## Document segment
Two things stand between John Dickinson and the reputation he deserves: John Adams and Hollywood.
It makes sense. Both Adams and Hollywood are entertaining and self-aggrandizing. And both have a history of preferring a good story over the facts.
Unfortunately, both Adams and Hollywood picked Dickinson as their foil.
Ever since the musical film “1776,” Delaware’s most illustrious Founding Father has repeatedly suffered from their tall tales. This libel robs Dickinson of the fame he deserves and deprives modern America of the example of politicians who got things done but were principled and generous as well.
Too bad so many Delawareans don’t know anything about him.
Of course, ask an older crowd who he was, you can elicit a shy, squeak-like “Penman of the Revolution?” out of one or two people. Whatever that means. Beyond that, though, most people just stare at you if you ask, “Who is John Dickinson?” Typically you get, “You mean the high school?”
Just keep in mind one thing: Dickinson was the most important Founding Father you never heard of.
All of this needs to change, and now is the time to do it. This month (December) marks the 250th anniversary of the publication of “Letters From a Farmer in Pennsylvania.” The “Letters” made American colonists aware of their rights. With the “Letters,” Americans gained an outlook, an argument and a philosophy of liberty.

## Raw data

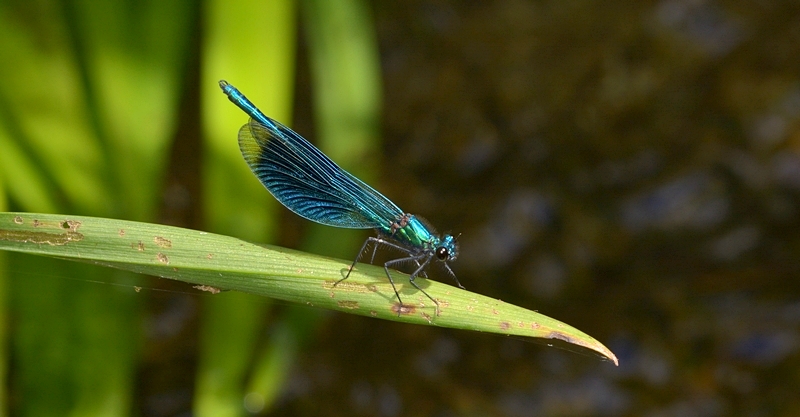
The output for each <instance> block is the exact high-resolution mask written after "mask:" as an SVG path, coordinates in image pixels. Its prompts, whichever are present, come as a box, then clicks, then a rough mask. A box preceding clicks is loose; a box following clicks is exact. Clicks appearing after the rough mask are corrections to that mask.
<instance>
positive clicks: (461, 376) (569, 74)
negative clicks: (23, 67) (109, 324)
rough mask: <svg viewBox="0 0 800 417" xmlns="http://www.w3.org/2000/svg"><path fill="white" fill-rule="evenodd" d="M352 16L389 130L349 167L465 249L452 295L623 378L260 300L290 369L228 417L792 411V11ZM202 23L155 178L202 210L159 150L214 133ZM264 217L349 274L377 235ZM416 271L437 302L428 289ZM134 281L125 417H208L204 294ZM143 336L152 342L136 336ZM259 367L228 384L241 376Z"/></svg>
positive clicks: (252, 375) (307, 91)
mask: <svg viewBox="0 0 800 417" xmlns="http://www.w3.org/2000/svg"><path fill="white" fill-rule="evenodd" d="M317 3H324V2H314V1H308V2H305V3H303V2H301V5H300V6H298V9H297V16H296V18H293V19H296V20H295V21H296V22H297V27H296V31H294V32H292V33H296V34H297V39H296V45H297V46H296V47H297V49H296V60H293V62H294V63H296V68H295V69H294V70H292V74H293V77H294V80H295V82H292V84H291V89H293V91H294V95H295V97H294V101H293V104H292V105H291V109H293V116H291V119H290V120H287V123H291V124H292V126H293V127H294V129H295V130H296V131H298V132H300V133H301V134H302V135H304V136H305V137H307V138H308V139H309V140H311V141H312V142H315V143H320V142H319V141H318V140H317V136H318V135H323V134H324V132H323V131H322V128H321V127H320V126H321V124H320V120H321V119H320V116H319V115H318V113H317V112H318V111H319V109H318V107H316V106H319V96H318V95H316V94H317V93H316V92H315V91H316V90H315V89H316V88H318V87H319V81H318V80H319V78H318V77H319V75H315V74H317V73H315V71H319V69H318V70H315V69H314V68H315V67H314V65H316V64H315V62H317V63H319V61H315V59H317V58H314V56H315V55H314V54H315V53H317V52H315V48H318V46H314V45H316V44H315V43H314V41H315V39H317V38H315V36H320V35H319V34H316V35H315V34H314V33H313V28H309V27H308V25H311V24H314V23H313V22H314V20H313V18H311V17H309V16H313V14H314V11H313V8H314V7H317V6H319V4H317ZM333 3H334V7H340V6H341V5H336V2H333ZM356 3H357V4H358V6H359V7H361V9H359V10H362V12H364V13H365V14H364V16H366V19H367V22H368V23H369V25H368V26H367V27H370V28H372V29H371V30H372V31H373V32H372V35H370V36H374V39H375V40H376V44H375V45H376V48H377V49H376V50H377V53H378V55H377V59H378V60H379V61H378V64H379V66H378V68H379V71H380V82H379V84H378V86H379V87H378V89H379V91H380V95H379V96H378V98H379V100H378V102H379V104H378V105H377V108H378V109H381V108H382V110H379V111H376V112H372V113H370V112H368V113H369V114H373V115H377V116H376V117H377V118H378V119H377V120H379V123H380V127H377V126H375V128H376V129H379V130H378V132H379V134H378V136H379V138H380V140H379V141H376V142H373V143H375V145H374V146H375V147H376V148H374V150H373V151H370V152H371V153H369V152H368V153H366V154H365V155H366V156H363V157H362V158H363V159H361V160H359V159H358V158H356V159H355V160H353V161H350V162H349V163H350V164H351V165H349V166H348V165H347V164H346V163H342V165H343V166H348V169H352V170H353V171H354V172H357V173H359V176H361V175H365V176H366V177H367V178H369V180H368V181H367V182H369V183H371V184H372V185H374V186H375V188H377V189H378V190H380V191H381V192H382V193H383V194H385V195H386V196H388V197H390V198H391V199H392V200H393V201H394V202H396V203H397V204H398V205H399V206H400V207H402V208H403V209H404V210H406V211H409V212H412V213H415V214H419V215H421V216H423V217H425V218H427V219H428V220H429V221H430V222H431V223H432V224H434V225H436V226H437V227H438V228H440V229H441V230H442V231H450V232H453V233H455V234H458V233H461V235H460V238H459V242H460V245H461V254H460V257H459V259H458V260H457V261H456V262H454V263H453V268H454V270H455V272H456V274H457V275H458V277H459V279H460V281H461V282H462V283H463V284H464V285H465V286H466V287H467V289H468V290H470V291H473V292H477V293H481V294H485V295H487V296H490V297H494V298H498V299H502V300H503V301H506V302H510V303H513V304H517V305H520V306H523V307H526V308H529V309H532V310H537V311H538V312H540V313H542V314H545V315H547V316H550V317H553V318H556V319H558V320H561V321H563V322H565V323H568V324H570V325H573V326H575V327H577V328H578V329H581V330H582V331H584V332H586V333H588V334H590V335H592V336H593V337H595V338H596V339H598V340H599V341H601V342H603V343H604V344H606V345H607V346H608V347H609V348H610V349H611V350H612V351H613V352H614V353H615V354H616V355H617V356H618V357H619V367H614V366H613V365H612V364H610V363H608V362H603V361H601V360H600V359H598V358H597V357H596V356H594V355H591V354H588V353H586V352H583V351H578V350H576V349H568V348H567V349H559V348H556V347H550V346H548V345H547V343H540V342H535V341H530V340H522V339H516V338H508V337H501V336H496V335H488V334H479V333H471V332H467V331H456V330H449V329H437V328H435V327H422V326H411V325H404V324H398V323H392V322H385V321H378V320H371V319H367V318H364V317H358V316H353V315H348V314H341V313H322V312H318V311H314V310H312V309H310V308H305V307H293V306H288V305H285V304H271V303H269V301H265V300H260V301H255V302H254V305H256V306H257V308H260V309H262V310H259V311H261V312H260V313H259V314H260V316H259V317H261V319H260V320H263V322H261V323H262V324H259V325H258V326H260V327H261V328H262V329H268V330H267V331H264V330H261V331H260V333H258V334H257V335H256V336H254V337H253V338H254V339H255V341H254V342H253V343H255V344H258V343H262V344H263V343H267V344H269V343H270V342H269V340H270V338H271V337H277V336H276V335H281V334H289V335H290V336H291V337H290V338H289V340H290V342H289V343H286V344H285V345H284V347H285V346H291V348H290V351H291V353H289V354H286V355H285V356H283V357H282V356H280V355H277V356H273V357H281V358H283V359H280V360H278V359H275V360H276V361H277V362H280V363H282V364H283V365H284V366H285V367H286V369H285V371H283V373H281V372H278V374H280V375H282V376H281V377H280V378H277V379H275V380H274V381H273V383H274V384H275V386H276V387H277V388H275V392H276V394H275V395H274V398H273V400H272V401H271V402H270V401H268V402H267V404H268V405H266V406H264V407H261V408H259V407H250V406H247V407H245V408H247V409H249V410H250V412H253V413H256V414H258V413H263V414H266V415H330V416H339V415H341V416H354V415H364V416H371V415H375V416H387V417H393V416H408V415H433V416H457V415H458V416H461V415H465V416H469V415H476V416H477V415H493V416H494V415H496V416H533V415H536V416H566V415H570V416H573V415H580V416H640V415H644V416H652V417H661V416H723V415H724V416H727V415H737V416H739V415H740V416H793V415H800V396H798V392H800V280H798V274H800V260H798V258H799V256H800V233H798V226H800V221H799V220H798V219H800V58H798V57H800V3H798V2H795V1H761V2H737V1H704V0H662V1H648V2H630V1H628V2H614V3H608V2H590V1H541V2H540V1H537V2H526V1H499V2H474V1H469V2H460V1H448V2H428V1H407V2H366V3H362V2H356ZM342 4H344V3H342ZM4 7H5V6H4ZM9 7H10V6H8V7H6V10H11V8H9ZM204 7H206V8H205V9H204V8H198V9H193V10H196V13H197V15H196V16H195V17H196V19H195V20H197V22H200V23H197V24H196V25H195V24H187V25H188V26H187V27H190V28H193V29H191V30H189V33H194V34H196V36H195V35H192V36H188V37H187V39H190V40H191V41H190V42H188V43H187V45H190V46H187V47H186V50H187V51H189V52H187V53H186V54H185V56H186V58H185V61H183V62H186V63H187V64H185V66H184V67H183V68H184V69H183V70H181V71H179V73H180V74H182V75H181V79H182V80H183V82H185V83H186V85H185V88H183V89H180V88H178V89H176V91H179V92H180V95H179V96H178V97H180V99H176V101H175V102H176V103H183V104H180V105H176V106H175V108H176V109H178V110H176V113H175V114H176V116H175V117H176V120H179V122H176V127H175V129H174V130H170V131H171V132H177V133H174V134H170V135H168V136H170V137H171V138H172V139H174V142H173V144H172V145H170V146H169V147H168V148H169V149H171V152H172V157H171V158H168V160H169V161H170V163H168V164H166V167H165V168H164V172H165V173H166V174H165V175H164V178H165V180H164V182H163V183H159V187H160V186H161V185H160V184H167V185H164V186H163V187H164V189H166V190H170V189H173V190H180V192H181V193H183V194H181V195H185V197H184V198H185V199H186V201H194V202H197V201H200V200H202V199H203V198H208V197H203V193H209V191H208V189H203V188H202V187H201V186H200V183H199V182H198V181H199V180H198V178H199V175H200V174H199V171H200V168H197V167H198V166H199V165H198V164H200V162H199V161H201V160H202V157H203V156H202V155H199V154H198V155H195V156H194V157H188V155H190V152H188V151H186V152H180V151H176V149H178V150H180V149H184V150H186V149H196V148H197V147H198V146H200V145H199V139H198V137H199V136H200V132H201V130H202V129H201V127H200V123H201V122H200V118H201V114H202V117H205V118H208V117H211V116H209V114H208V113H202V110H201V108H200V105H199V104H198V103H200V101H199V100H200V98H199V97H200V93H198V89H199V87H198V85H199V84H200V83H201V80H204V78H203V77H205V76H206V73H207V72H208V71H209V70H208V69H207V67H205V66H203V65H205V64H202V63H203V62H205V61H203V58H201V57H202V56H203V54H206V53H207V50H206V49H203V47H202V45H203V43H204V42H207V41H209V39H210V37H209V36H208V33H209V32H208V29H209V23H208V18H205V19H206V20H203V18H202V17H200V16H205V14H204V13H208V8H207V6H204ZM320 13H321V12H320ZM203 22H204V23H203ZM263 25H270V21H269V19H265V20H263ZM323 38H324V36H323ZM332 39H333V38H332ZM337 39H338V38H337ZM228 65H231V66H233V65H235V62H232V63H230V64H228ZM207 76H208V77H210V78H211V79H213V78H214V77H216V78H220V76H218V75H216V74H208V75H207ZM315 77H316V78H315ZM315 80H317V81H315ZM203 82H205V81H203ZM354 82H355V83H356V84H357V83H358V79H356V80H355V81H354ZM179 84H180V83H179ZM206 84H208V83H206ZM237 85H238V86H239V87H240V88H241V89H242V90H243V91H245V92H246V93H247V89H246V88H245V86H242V85H240V84H238V83H237ZM203 88H206V87H205V86H204V87H203ZM211 88H216V86H214V85H212V86H211ZM250 88H255V87H253V86H252V85H251V86H250ZM3 92H4V93H5V94H9V89H8V86H6V88H5V89H4V90H3ZM212 94H215V95H214V96H211V97H213V99H215V100H218V101H222V102H224V103H223V104H222V105H225V106H228V105H229V103H226V100H224V97H222V96H221V94H219V93H218V92H214V93H212ZM217 95H218V96H219V97H217ZM6 97H7V96H6ZM192 98H194V99H192ZM254 101H255V100H254ZM233 114H234V117H236V118H237V120H238V122H237V123H238V124H239V125H241V123H243V122H244V118H243V117H242V115H241V114H238V115H236V114H235V113H233ZM287 114H288V113H287ZM192 129H194V130H192ZM233 129H234V130H229V132H228V140H230V141H231V143H233V142H235V134H236V130H235V127H234V128H233ZM193 131H194V132H195V133H194V134H192V132H193ZM187 132H188V133H187ZM207 132H208V131H207V130H206V134H208V133H207ZM172 139H171V140H172ZM381 140H382V141H381ZM321 146H323V149H324V142H323V145H321ZM206 151H208V149H206ZM326 152H328V153H329V154H331V156H332V157H333V159H334V160H337V162H338V161H340V159H338V158H337V156H336V154H335V153H334V152H333V151H330V152H329V151H328V150H326ZM166 154H167V153H166V152H165V155H166ZM192 167H194V168H192ZM351 167H352V168H351ZM364 167H366V168H364ZM360 169H364V170H365V171H366V173H363V172H359V170H360ZM369 170H372V171H369ZM181 172H184V174H181ZM370 172H371V173H370ZM186 173H188V174H186ZM192 178H194V179H192ZM170 184H171V185H170ZM170 187H173V188H170ZM263 194H264V195H266V196H267V197H268V194H267V193H266V191H263ZM162 195H163V196H167V198H164V199H162V200H161V201H160V202H159V203H158V207H160V208H159V209H158V210H157V211H158V213H159V214H158V217H156V218H157V219H161V220H160V221H162V222H169V223H174V224H180V225H184V226H189V227H195V228H203V227H204V223H203V219H204V216H205V218H206V219H207V218H208V212H206V213H203V211H202V210H201V207H200V205H198V204H189V203H185V201H184V200H180V199H179V200H180V201H184V203H183V204H172V203H170V201H172V200H170V198H169V196H170V195H172V196H174V194H170V192H164V193H163V194H162ZM259 198H261V197H259ZM265 198H266V197H265ZM11 201H12V203H11V207H12V208H15V207H16V208H17V209H19V208H20V206H22V207H23V208H24V204H20V203H14V199H13V196H12V199H11ZM173 202H174V201H173ZM15 204H16V206H15ZM273 204H274V202H273ZM204 210H208V209H204ZM75 214H91V213H75ZM276 216H277V218H279V219H280V221H279V222H277V223H273V224H275V225H274V226H271V227H274V228H275V232H274V235H273V238H274V241H276V242H278V243H280V244H283V245H287V246H292V247H305V248H319V249H308V250H312V251H314V252H316V253H323V254H332V255H336V256H339V257H343V258H345V259H350V258H351V257H352V255H348V254H355V252H356V251H357V247H358V245H359V244H360V241H361V240H362V239H363V238H365V237H366V236H368V234H366V233H356V234H354V235H353V236H354V237H352V236H351V237H347V238H346V239H349V241H348V242H355V243H353V244H354V245H355V246H354V247H353V248H352V249H350V248H346V249H344V248H340V247H339V246H341V245H339V244H338V242H339V241H336V240H335V239H333V238H329V239H330V240H333V242H328V245H329V247H328V249H325V245H323V244H319V245H317V246H315V244H314V243H309V242H313V239H311V238H308V237H307V233H310V234H313V233H315V232H314V231H311V230H310V229H312V227H311V226H310V225H308V224H307V222H305V221H304V220H302V219H299V218H297V217H296V216H294V215H292V214H291V213H289V212H288V211H285V210H283V211H278V212H277V214H276ZM322 230H323V231H321V232H319V233H321V234H323V235H325V236H330V235H333V236H338V235H336V233H338V232H337V231H331V232H330V233H328V230H329V229H322ZM351 246H352V245H351ZM337 249H338V250H341V251H343V252H342V253H338V252H337ZM431 275H432V278H434V279H439V280H441V281H443V282H448V281H447V277H446V275H445V274H443V273H441V271H435V270H434V271H432V274H431ZM56 280H57V279H56ZM48 282H49V281H48ZM148 285H150V286H155V287H157V288H160V289H167V290H170V291H177V292H163V291H154V292H151V293H150V294H149V295H147V297H149V298H148V301H147V302H144V306H143V307H142V313H141V314H142V317H146V319H144V322H145V323H146V324H145V325H144V328H145V330H144V331H143V336H142V338H141V350H140V352H141V353H140V357H141V358H143V359H140V360H139V362H138V364H137V365H135V366H133V368H134V371H132V373H131V378H133V380H134V381H135V382H134V387H133V388H132V390H131V392H132V394H131V399H130V406H129V407H128V408H125V410H126V411H125V413H130V414H132V415H153V416H166V415H181V416H188V415H215V414H213V413H203V412H199V411H198V407H199V406H198V399H197V398H198V395H199V394H198V393H197V389H198V386H201V385H202V383H201V382H198V381H200V380H201V378H202V373H200V374H198V373H196V372H197V371H196V369H195V367H196V366H198V362H200V363H202V362H203V359H202V357H203V354H202V353H197V349H199V346H202V345H203V343H202V342H198V340H202V338H203V336H202V334H203V332H204V330H202V325H201V324H199V322H201V321H202V320H204V319H203V317H204V316H203V314H205V313H204V311H205V312H206V313H207V310H204V309H203V307H202V306H203V304H204V303H206V299H207V297H205V296H200V295H197V294H195V293H191V292H190V291H189V289H188V288H187V286H182V285H179V284H170V283H163V282H160V281H158V282H156V281H150V282H149V284H148ZM100 291H101V292H102V291H108V290H106V289H102V288H101V290H100ZM12 296H13V293H12ZM170 320H171V321H170ZM147 323H149V324H147ZM287 323H288V324H287ZM292 323H294V324H292ZM298 323H300V324H298ZM148 326H149V327H148ZM159 326H166V327H167V328H169V329H168V330H163V332H162V333H159V332H157V331H155V330H153V329H158V328H161V327H159ZM198 326H200V328H201V330H199V331H198ZM258 326H256V327H258ZM254 328H255V327H254ZM285 328H290V329H294V330H291V331H289V332H288V333H281V329H285ZM298 329H299V330H298ZM11 337H12V338H13V335H12V336H11ZM273 343H274V342H273ZM287 349H288V348H287ZM223 352H224V351H223ZM17 355H19V354H17ZM251 355H252V357H253V358H256V357H258V356H259V355H258V354H255V353H251ZM12 357H14V356H13V355H12ZM245 359H246V358H245ZM200 367H201V368H202V366H200ZM12 368H14V366H13V365H12ZM14 369H16V370H17V372H19V369H21V368H14ZM14 369H12V371H13V370H14ZM254 373H255V372H254V371H252V370H250V371H248V370H247V369H244V370H243V371H242V372H241V375H243V377H242V380H244V379H245V378H250V377H252V376H253V374H254ZM13 375H15V374H13V373H12V376H13ZM209 378H213V376H209ZM23 379H24V378H23ZM242 380H240V381H239V382H240V383H241V385H247V384H244V383H242ZM13 381H14V379H13V377H12V382H13ZM10 386H11V390H10V393H11V394H10V396H11V398H12V400H13V399H14V398H18V399H17V402H16V403H14V402H13V401H12V402H11V406H12V407H11V410H12V411H13V410H26V409H27V408H26V406H25V405H22V404H24V401H23V400H21V399H19V398H22V397H24V395H23V394H21V393H20V390H22V392H24V390H23V389H22V388H24V386H25V385H24V383H21V382H16V383H12V384H11V385H10ZM21 387H22V388H21ZM240 388H241V387H240ZM15 389H16V391H15ZM247 393H248V391H247V389H246V388H241V390H239V391H237V394H236V395H238V397H235V398H241V396H243V395H246V394H247ZM66 396H67V397H69V396H68V395H66ZM27 398H31V396H30V395H29V396H28V397H27ZM243 401H244V402H243V403H244V404H245V405H247V404H249V403H248V402H247V400H243ZM64 403H65V404H67V406H64V407H66V408H64V409H67V410H71V409H72V408H70V407H71V406H69V404H72V403H70V401H69V400H65V401H64ZM73 406H74V405H73ZM27 410H28V411H27V412H21V413H22V414H31V413H32V412H31V411H30V409H27ZM245 414H247V411H245V409H244V408H241V409H237V410H234V411H232V412H231V413H230V414H223V413H220V414H216V415H245ZM93 415H94V414H93Z"/></svg>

## Questions on the material
1 – In the passage about John Dickinson, reproduce verbatim everything from "Two things stand" down to "as their foil.".
2 – Answer these questions from the passage about John Dickinson:
(a) Which musical film is named?
(b) What anniversary does December mark?
(c) What reply does asking "Who is John Dickinson?" typically bring?
3 – Write what comes next in the passage about John Dickinson, continuing from its final sentence.

## Results for each task
1 –
Two things stand between John Dickinson and the reputation he deserves: John Adams and Hollywood.
It makes sense. Both Adams and Hollywood are entertaining and self-aggrandizing. And both have a history of preferring a good story over the facts.
Unfortunately, both Adams and Hollywood picked Dickinson as their foil.

2 –
(a) "1776."
(b) The 250th anniversary of the publication of "Letters From a Farmer in Pennsylvania."
(c) "You mean the high school?"

3 –
“Dickinson was vital to the founding of the United States,” says professor Jane Calvert, a University of Kentucky historian who is the country’s top authority on Dickinson. She is writing a biography of him and, more to the point, leading a project to publish all of Dickinson’s papers.
“It was his famous publication ‘Letters From a Farmer in Pennsylvania’ that unified Americans and gave them a coherent plan of action against Britain,” she says. “More than this, however, as one of the best legal minds in the Colonies, he was instrumental in crafting most of the nation’s first founding documents, as he played a leadership role in assemblies from the Stamp Act Congress to the Continental Congresses to the Federal Convention. He wrote more for the American cause than any other figure.
“His work gave Americans both an understanding of their rights and the sense of a distinct American identity.”
Not only was he important on the national stage, Dickinson’s roots and heart were in Delaware. His restored mansion sits right outside Dover.
Dickinson was born in Talbot County, Maryland. His family moved to Delaware when he was young, so he grew up in Kent County. No matter how famous he became, that house along the St. Jones River was always his home and refuge. Like another young Delaware lawyer, Thomas McKean, Dickinson moved to Philadelphia to practice law. And like McKean, he prospered in not only law but in both Delaware and Pennsylvania politics. Dickinson would greatly influence the fate of both states.
In addition, his national accomplishments rank up there with the more famous Founding Fathers like Washington, Franklin, Jefferson—even Adams.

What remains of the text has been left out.